■ **Problem**
Put every row below into a Markdown table with two columns, Number and Text, giving each row its sequence number in the first column and its line in the second. Leave out any blank lines.

──────── Given records ────────

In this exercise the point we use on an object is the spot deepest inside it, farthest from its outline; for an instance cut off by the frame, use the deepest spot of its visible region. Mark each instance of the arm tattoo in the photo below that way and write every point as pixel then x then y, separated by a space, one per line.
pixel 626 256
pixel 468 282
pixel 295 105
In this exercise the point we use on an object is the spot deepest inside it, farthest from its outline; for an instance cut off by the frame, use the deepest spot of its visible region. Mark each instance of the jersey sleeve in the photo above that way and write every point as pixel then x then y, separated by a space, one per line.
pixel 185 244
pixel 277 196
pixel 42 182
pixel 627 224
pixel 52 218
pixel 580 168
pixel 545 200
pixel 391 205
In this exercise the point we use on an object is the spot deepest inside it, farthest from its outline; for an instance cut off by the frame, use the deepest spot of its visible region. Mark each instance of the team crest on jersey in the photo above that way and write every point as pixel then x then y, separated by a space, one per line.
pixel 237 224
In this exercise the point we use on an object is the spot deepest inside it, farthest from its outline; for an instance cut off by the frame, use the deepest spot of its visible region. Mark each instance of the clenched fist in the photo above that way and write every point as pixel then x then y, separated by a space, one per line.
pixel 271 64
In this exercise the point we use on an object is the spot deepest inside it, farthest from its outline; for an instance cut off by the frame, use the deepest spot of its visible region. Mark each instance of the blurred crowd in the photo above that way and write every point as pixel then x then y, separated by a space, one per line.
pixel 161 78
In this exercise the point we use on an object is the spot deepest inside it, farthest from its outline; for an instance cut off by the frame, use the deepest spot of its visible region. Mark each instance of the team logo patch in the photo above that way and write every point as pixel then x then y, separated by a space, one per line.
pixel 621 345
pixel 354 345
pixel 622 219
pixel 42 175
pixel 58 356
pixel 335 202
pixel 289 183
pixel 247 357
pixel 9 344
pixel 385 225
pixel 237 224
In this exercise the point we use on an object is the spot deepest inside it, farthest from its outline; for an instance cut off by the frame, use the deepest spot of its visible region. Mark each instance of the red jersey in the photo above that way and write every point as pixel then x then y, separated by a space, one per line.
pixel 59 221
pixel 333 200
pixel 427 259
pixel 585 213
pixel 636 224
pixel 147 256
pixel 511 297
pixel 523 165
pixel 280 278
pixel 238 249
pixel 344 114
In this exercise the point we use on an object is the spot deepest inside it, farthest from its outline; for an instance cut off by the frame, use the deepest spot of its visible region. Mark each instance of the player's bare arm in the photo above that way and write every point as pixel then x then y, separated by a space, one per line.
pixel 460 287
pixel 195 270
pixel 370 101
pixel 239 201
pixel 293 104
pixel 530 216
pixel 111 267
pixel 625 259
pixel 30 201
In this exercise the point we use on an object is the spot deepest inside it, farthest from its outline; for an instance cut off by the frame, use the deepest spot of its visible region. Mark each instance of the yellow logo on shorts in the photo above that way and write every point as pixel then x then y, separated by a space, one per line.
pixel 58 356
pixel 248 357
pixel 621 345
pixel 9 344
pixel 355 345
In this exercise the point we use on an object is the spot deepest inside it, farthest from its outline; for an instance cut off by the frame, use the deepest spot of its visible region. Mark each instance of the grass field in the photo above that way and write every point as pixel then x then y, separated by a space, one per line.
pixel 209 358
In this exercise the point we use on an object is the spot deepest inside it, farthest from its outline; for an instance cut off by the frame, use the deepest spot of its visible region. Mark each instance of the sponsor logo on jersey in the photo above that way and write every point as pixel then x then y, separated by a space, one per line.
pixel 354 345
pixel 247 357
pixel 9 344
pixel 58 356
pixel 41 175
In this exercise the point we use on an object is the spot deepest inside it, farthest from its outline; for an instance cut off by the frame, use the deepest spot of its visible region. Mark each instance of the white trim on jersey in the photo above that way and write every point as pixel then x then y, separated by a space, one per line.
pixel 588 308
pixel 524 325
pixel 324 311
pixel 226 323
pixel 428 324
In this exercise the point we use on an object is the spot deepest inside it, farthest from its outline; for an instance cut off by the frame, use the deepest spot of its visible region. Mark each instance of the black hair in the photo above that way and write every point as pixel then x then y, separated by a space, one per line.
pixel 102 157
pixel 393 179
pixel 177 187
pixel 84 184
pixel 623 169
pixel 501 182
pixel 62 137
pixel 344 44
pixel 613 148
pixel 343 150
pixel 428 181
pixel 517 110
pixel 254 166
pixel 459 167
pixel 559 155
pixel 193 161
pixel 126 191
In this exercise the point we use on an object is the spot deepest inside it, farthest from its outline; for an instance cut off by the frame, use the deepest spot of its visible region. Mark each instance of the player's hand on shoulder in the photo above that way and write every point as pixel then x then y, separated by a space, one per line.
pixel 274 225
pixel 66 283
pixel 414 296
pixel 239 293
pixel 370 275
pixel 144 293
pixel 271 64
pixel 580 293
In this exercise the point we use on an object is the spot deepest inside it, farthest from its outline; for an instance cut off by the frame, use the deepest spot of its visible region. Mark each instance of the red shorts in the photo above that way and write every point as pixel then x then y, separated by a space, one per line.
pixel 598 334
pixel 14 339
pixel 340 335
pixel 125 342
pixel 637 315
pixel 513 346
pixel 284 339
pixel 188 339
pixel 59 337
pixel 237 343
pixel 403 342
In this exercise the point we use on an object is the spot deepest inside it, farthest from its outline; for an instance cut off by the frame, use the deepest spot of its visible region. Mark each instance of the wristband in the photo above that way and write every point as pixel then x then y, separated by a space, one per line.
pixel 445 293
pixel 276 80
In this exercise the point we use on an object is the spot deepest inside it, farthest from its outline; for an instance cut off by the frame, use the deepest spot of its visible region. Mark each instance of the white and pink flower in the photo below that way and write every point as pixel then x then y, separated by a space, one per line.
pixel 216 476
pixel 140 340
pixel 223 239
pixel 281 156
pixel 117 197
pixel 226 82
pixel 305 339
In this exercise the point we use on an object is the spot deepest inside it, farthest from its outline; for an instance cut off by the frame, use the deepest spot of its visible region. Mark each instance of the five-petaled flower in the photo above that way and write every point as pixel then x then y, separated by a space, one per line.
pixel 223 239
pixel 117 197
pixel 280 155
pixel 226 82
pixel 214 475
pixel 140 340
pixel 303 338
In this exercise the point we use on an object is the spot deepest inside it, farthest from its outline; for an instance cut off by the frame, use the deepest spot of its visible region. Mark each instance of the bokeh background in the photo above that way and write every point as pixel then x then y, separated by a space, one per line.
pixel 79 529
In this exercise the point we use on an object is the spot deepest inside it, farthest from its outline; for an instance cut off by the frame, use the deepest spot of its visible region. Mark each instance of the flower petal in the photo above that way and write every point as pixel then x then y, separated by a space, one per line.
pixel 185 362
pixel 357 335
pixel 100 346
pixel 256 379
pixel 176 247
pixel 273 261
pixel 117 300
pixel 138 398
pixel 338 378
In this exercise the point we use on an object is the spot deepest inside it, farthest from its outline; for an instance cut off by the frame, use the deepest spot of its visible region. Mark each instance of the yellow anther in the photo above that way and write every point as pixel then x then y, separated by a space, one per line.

────────

■ **Result of the exercise**
| Number | Text |
|---|---|
| 1 | In this exercise the point we use on an object is the spot deepest inside it, farthest from its outline; for an instance cut off by the frame, use the deepest spot of its visible region. Mark each instance of the arm tattoo in the photo below that way and write every point as pixel then x then y, separated by a space, one per line. |
| 2 | pixel 626 256 |
| 3 | pixel 468 282 |
| 4 | pixel 295 105 |
| 5 | In this exercise the point we use on an object is the spot deepest inside it, farthest from its outline; for an instance cut off by the frame, use the deepest spot of its visible region. Mark each instance of the jersey sleeve in the photo above that way and write every point as pixel then x then y, separated by a space, one per line. |
| 6 | pixel 185 244 |
| 7 | pixel 277 196 |
| 8 | pixel 42 182 |
| 9 | pixel 627 224 |
| 10 | pixel 52 218 |
| 11 | pixel 580 168 |
| 12 | pixel 545 200 |
| 13 | pixel 391 205 |
| 14 | In this exercise the point we use on an object is the spot deepest inside it, farthest from its outline; for an instance cut off by the frame, use the deepest spot of its visible region. Mark each instance of the team crest on jersey in the photo above that way and write every point as pixel then x then y, separated by a space, one per line. |
| 15 | pixel 237 224 |
| 16 | In this exercise the point we use on an object is the spot deepest inside it, farthest from its outline; for an instance cut off by the frame, use the deepest spot of its visible region. Mark each instance of the clenched fist in the photo above that way and write every point as pixel then x then y, separated by a space, one per line. |
| 17 | pixel 271 64 |
| 18 | In this exercise the point we use on an object is the spot deepest inside it, farthest from its outline; for an instance cut off by the frame, use the deepest spot of its visible region. Mark each instance of the blurred crowd in the photo above that way and write every point as pixel then x then y, separated by a space, one per line. |
| 19 | pixel 161 78 |
| 20 | In this exercise the point we use on an object is the spot deepest inside it, farthest from its outline; for an instance cut off by the frame, use the deepest spot of its visible region. Mark each instance of the team logo patch in the photo above that way and write every point as pixel then x then y, separated by a space, one per line. |
| 21 | pixel 621 345 |
| 22 | pixel 354 345 |
| 23 | pixel 622 219 |
| 24 | pixel 42 175 |
| 25 | pixel 58 356 |
| 26 | pixel 335 202 |
| 27 | pixel 289 183 |
| 28 | pixel 247 357 |
| 29 | pixel 9 344 |
| 30 | pixel 385 225 |
| 31 | pixel 237 224 |
| 32 | In this exercise the point we use on an object is the spot deepest inside it, farthest from its outline; for an instance cut off by the frame, use the deepest spot of its visible region. Mark each instance of the red jersey in the photo above that way and write every point as pixel then x then y, separated by a space, one per line. |
| 33 | pixel 59 221 |
| 34 | pixel 333 200 |
| 35 | pixel 427 259 |
| 36 | pixel 585 213 |
| 37 | pixel 636 224 |
| 38 | pixel 147 256 |
| 39 | pixel 511 297 |
| 40 | pixel 523 165 |
| 41 | pixel 280 278 |
| 42 | pixel 238 249 |
| 43 | pixel 344 114 |
| 44 | In this exercise the point we use on an object is the spot deepest inside it, farthest from its outline; for an instance cut off by the frame, use the deepest spot of its visible region. Mark each instance of the player's bare arm in the photo above that way and write every point as pixel then x then y, separated by a space, one per line. |
| 45 | pixel 460 287 |
| 46 | pixel 195 270 |
| 47 | pixel 370 101 |
| 48 | pixel 239 201 |
| 49 | pixel 293 104 |
| 50 | pixel 530 216 |
| 51 | pixel 111 267 |
| 52 | pixel 625 259 |
| 53 | pixel 30 201 |
| 54 | In this exercise the point we use on an object is the spot deepest inside it, farthest from its outline; for an instance cut off by the frame, use the deepest spot of its visible region. Mark each instance of the yellow logo on shorts in the photo above that way and write every point as pixel then x then y, separated by a space, one per line. |
| 55 | pixel 58 356 |
| 56 | pixel 248 357 |
| 57 | pixel 621 345 |
| 58 | pixel 9 344 |
| 59 | pixel 355 345 |
| 60 | In this exercise the point we use on an object is the spot deepest inside it, farthest from its outline; for an instance cut off by the frame, use the deepest spot of its visible region. Mark each instance of the grass field in the photo above that way and write every point as pixel then x then y, separated by a space, one per line. |
| 61 | pixel 209 358 |
| 62 | In this exercise the point we use on an object is the spot deepest inside it, farthest from its outline; for an instance cut off by the frame, use the deepest spot of its visible region. Mark each instance of the sponsor logo on jersey in the photo above that way and write every point as pixel then x then y, separated by a space, one per line. |
| 63 | pixel 354 345 |
| 64 | pixel 247 357 |
| 65 | pixel 9 344 |
| 66 | pixel 58 356 |
| 67 | pixel 41 175 |
| 68 | In this exercise the point we use on an object is the spot deepest inside it, farthest from its outline; for an instance cut off by the frame, use the deepest spot of its visible region. Mark each instance of the white trim on jersey in the photo above that way and write every point as pixel then x then y, separated by a space, one per line. |
| 69 | pixel 588 308 |
| 70 | pixel 524 325 |
| 71 | pixel 324 311 |
| 72 | pixel 226 323 |
| 73 | pixel 428 324 |
| 74 | In this exercise the point we use on an object is the spot deepest inside it, farthest from its outline; for an instance cut off by the frame, use the deepest spot of its visible region. Mark each instance of the black hair in the photo above that way and write every point as pixel then x then y, separated by a space, one per line. |
| 75 | pixel 102 157 |
| 76 | pixel 393 179 |
| 77 | pixel 177 187 |
| 78 | pixel 84 184 |
| 79 | pixel 623 169 |
| 80 | pixel 501 182 |
| 81 | pixel 62 137 |
| 82 | pixel 344 44 |
| 83 | pixel 613 148 |
| 84 | pixel 343 150 |
| 85 | pixel 428 181 |
| 86 | pixel 517 110 |
| 87 | pixel 254 166 |
| 88 | pixel 459 167 |
| 89 | pixel 559 155 |
| 90 | pixel 193 161 |
| 91 | pixel 126 191 |
| 92 | In this exercise the point we use on an object is the spot deepest inside it, farthest from its outline; for an instance cut off by the frame, use the deepest spot of its visible region. Mark each instance of the player's hand on shoulder in the photo above that way and write every point as pixel then x then y, separated by a space, one per line. |
| 93 | pixel 274 225 |
| 94 | pixel 66 283 |
| 95 | pixel 414 296 |
| 96 | pixel 239 293 |
| 97 | pixel 370 275 |
| 98 | pixel 144 293 |
| 99 | pixel 271 64 |
| 100 | pixel 580 293 |
| 101 | In this exercise the point we use on an object is the spot deepest inside it, farthest from its outline; for an instance cut off by the frame, use the deepest spot of its visible region. Mark each instance of the red shorts in the photo above that way and write every point as pixel then x then y, separated by a space, one per line. |
| 102 | pixel 598 334 |
| 103 | pixel 14 339 |
| 104 | pixel 340 335 |
| 105 | pixel 125 342 |
| 106 | pixel 637 315 |
| 107 | pixel 513 346 |
| 108 | pixel 284 339 |
| 109 | pixel 188 339 |
| 110 | pixel 59 337 |
| 111 | pixel 237 343 |
| 112 | pixel 403 342 |
| 113 | In this exercise the point we use on an object is the spot deepest inside it, farthest from its outline; for an instance cut off by the frame, use the deepest spot of its visible region. Mark each instance of the wristband in the photo above that way and write every point as pixel then x then y, separated by a space, one per line. |
| 114 | pixel 445 293 |
| 115 | pixel 276 80 |
| 116 | In this exercise the point we use on an object is the spot deepest inside it, farthest from its outline; for an instance cut off by the frame, use the deepest spot of its visible region. Mark each instance of the white and pink flower in the photo below that way and write every point as pixel then x then y, separated by a space, one per line. |
| 117 | pixel 216 476 |
| 118 | pixel 140 340 |
| 119 | pixel 223 239 |
| 120 | pixel 281 156 |
| 121 | pixel 117 197 |
| 122 | pixel 226 82 |
| 123 | pixel 305 339 |
| 124 | In this exercise the point we use on an object is the spot deepest inside it, farthest from its outline; for an instance cut off by the frame, use the deepest spot of its visible region. Mark each instance of the five-petaled flower in the photo above that way and write every point as pixel then x then y, separated by a space, one per line. |
| 125 | pixel 223 239 |
| 126 | pixel 117 197 |
| 127 | pixel 280 155 |
| 128 | pixel 226 82 |
| 129 | pixel 214 475 |
| 130 | pixel 140 340 |
| 131 | pixel 303 338 |
| 132 | In this exercise the point we use on an object is the spot deepest inside it, farthest from its outline; for an instance cut off by the frame, use the deepest spot of its visible region. Mark each instance of the bokeh background in the photo above that way and write every point as pixel then x then y, separated by a space, one per line. |
| 133 | pixel 79 529 |
| 134 | In this exercise the point we use on an object is the spot deepest inside it, farthest from its outline; for an instance cut off by the frame, use the deepest spot of its visible region. Mark each instance of the flower petal in the photo above that way and write every point as pixel then x then y, separated by a space, one per line. |
| 135 | pixel 185 362 |
| 136 | pixel 357 335 |
| 137 | pixel 100 346 |
| 138 | pixel 256 379 |
| 139 | pixel 176 247 |
| 140 | pixel 273 261 |
| 141 | pixel 117 300 |
| 142 | pixel 138 398 |
| 143 | pixel 338 378 |
| 144 | In this exercise the point we use on an object is the spot deepest inside it, farthest from its outline; for an instance cut off by the frame, use the deepest spot of its visible region. Mark each instance of the yellow anther in the photo above that way and write every point as pixel then x then y, separated by a space, one per line. |